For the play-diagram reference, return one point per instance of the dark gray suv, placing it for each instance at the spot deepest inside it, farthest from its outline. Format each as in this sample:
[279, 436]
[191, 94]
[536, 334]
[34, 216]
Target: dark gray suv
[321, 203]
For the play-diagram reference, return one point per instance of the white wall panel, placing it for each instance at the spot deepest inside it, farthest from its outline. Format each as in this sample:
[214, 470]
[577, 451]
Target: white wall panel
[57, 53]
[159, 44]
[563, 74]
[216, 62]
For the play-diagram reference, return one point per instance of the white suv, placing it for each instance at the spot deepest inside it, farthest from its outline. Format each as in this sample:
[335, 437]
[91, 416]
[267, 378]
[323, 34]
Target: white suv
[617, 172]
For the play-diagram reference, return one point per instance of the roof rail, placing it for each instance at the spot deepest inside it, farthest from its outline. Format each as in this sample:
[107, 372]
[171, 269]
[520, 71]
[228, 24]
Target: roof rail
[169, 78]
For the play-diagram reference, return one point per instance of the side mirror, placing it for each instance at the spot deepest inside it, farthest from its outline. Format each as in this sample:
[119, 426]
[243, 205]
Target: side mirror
---
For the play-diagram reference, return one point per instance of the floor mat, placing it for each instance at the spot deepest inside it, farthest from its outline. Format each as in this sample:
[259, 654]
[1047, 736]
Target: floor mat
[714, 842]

● **REQUIREMENT**
The response consists of the lines above that contain "mirror".

● **ANSWER FOR THIS EXERCISE**
For the play-diagram reference, return one point per instance of the side mirror, placing it for each instance at the spot deepest inside it, farthest from its outline. Format each as in this sample:
Target: side mirror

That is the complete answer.